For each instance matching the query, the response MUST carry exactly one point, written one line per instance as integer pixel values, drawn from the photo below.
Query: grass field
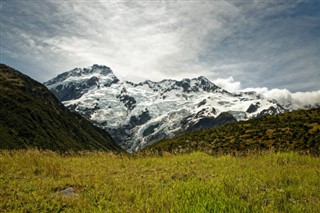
(36, 181)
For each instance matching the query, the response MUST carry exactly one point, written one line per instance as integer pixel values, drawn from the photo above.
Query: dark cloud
(272, 44)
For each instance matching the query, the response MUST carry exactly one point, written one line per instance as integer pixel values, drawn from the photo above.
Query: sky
(267, 45)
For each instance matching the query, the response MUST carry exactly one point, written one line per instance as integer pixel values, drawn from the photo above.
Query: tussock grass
(103, 182)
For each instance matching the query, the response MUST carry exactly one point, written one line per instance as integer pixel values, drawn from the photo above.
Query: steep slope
(295, 131)
(31, 116)
(137, 115)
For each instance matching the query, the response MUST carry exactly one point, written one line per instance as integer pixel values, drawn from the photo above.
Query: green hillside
(30, 116)
(294, 131)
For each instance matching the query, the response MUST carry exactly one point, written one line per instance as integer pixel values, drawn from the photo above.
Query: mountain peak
(31, 117)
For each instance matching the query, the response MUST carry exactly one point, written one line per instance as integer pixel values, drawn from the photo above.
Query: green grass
(30, 181)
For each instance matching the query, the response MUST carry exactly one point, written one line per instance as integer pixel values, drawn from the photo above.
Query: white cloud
(228, 84)
(255, 41)
(284, 97)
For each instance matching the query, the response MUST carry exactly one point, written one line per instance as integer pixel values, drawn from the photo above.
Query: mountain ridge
(32, 117)
(140, 114)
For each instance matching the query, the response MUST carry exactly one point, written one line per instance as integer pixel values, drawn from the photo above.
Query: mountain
(32, 117)
(291, 131)
(139, 114)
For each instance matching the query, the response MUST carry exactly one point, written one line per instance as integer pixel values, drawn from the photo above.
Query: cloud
(228, 84)
(260, 43)
(296, 100)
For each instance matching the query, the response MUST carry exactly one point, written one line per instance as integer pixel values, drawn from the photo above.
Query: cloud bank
(272, 44)
(294, 100)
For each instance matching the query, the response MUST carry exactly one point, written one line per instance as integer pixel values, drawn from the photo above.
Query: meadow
(45, 181)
* * *
Output every entry word for word, but omit the pictures.

**Problem solution:**
For each instance matching the query, the response MUST carry exactly one point, written one line per instance as integer pixel values, drawn from the photo below.
Query: grass field
(36, 181)
For each instance matching the query, the response MUST carry exactly one point, written one line per instance as integer pixel values, drawn from the photo above.
Query: dark cloud
(272, 44)
For each instance matching the query, the response MUST carry exactly one point, written one line per instance as integer pixel values, drawn from the photo above.
Query: sky
(267, 45)
For each instance matching the query, the response MUST carry exactly one point, written one line per instance as integer pixel values, drawn from the photo above.
Query: tussock grass
(103, 182)
For each instance matching the query, the response MUST carry exactly one point, written one line per instance as integer pixel values, drawn from the photo above.
Query: steep slope
(295, 131)
(31, 116)
(137, 115)
For each instance matching the query, the response MUST carry exactly one point, written one line per instance as integer pixel values, drawn from the photo above.
Query: green hillside
(30, 116)
(294, 131)
For each instance matching the query, the response MUST carry exactly one point, written one line per instance as integer pixel values, drawn from the photo above.
Query: mountain peak
(31, 117)
For each instance matching the query, the response MUST carry exactly one point, written one line per instance as integer pixel values, drawn from the photo above.
Query: green grass
(30, 181)
For each instance matching the query, the response MUST carry exactly one point, written one line per instance as integer pixel values, drawn from the photo above.
Query: white cloud
(228, 84)
(255, 41)
(284, 97)
For each instance matching the query, the response MUST carry exactly one point, written one line per instance as integer pixel values, drawn from the photo above.
Query: mountain ridge
(32, 117)
(140, 114)
For each instance matching the query, the response MUST carry exactly one point, written one line per instance as integer pixel values, drawn from the photo above.
Query: mountain
(32, 117)
(291, 131)
(139, 114)
For each instance matching the query, the response MUST carry exactly one point, written one line per instance as integer pixel values, drawn from the photo above.
Query: cloud
(228, 84)
(260, 43)
(296, 100)
For each instance matching the query, the response MUST carry exactly one point, written one line per instance as integer pixel values, drawn from the photo above.
Query: cloud bank
(272, 44)
(294, 100)
For each instance matching the query, the response MUST carry exactly one point, written one line per instance as integer pixel values, drawn from the photo above.
Query: meadow
(45, 181)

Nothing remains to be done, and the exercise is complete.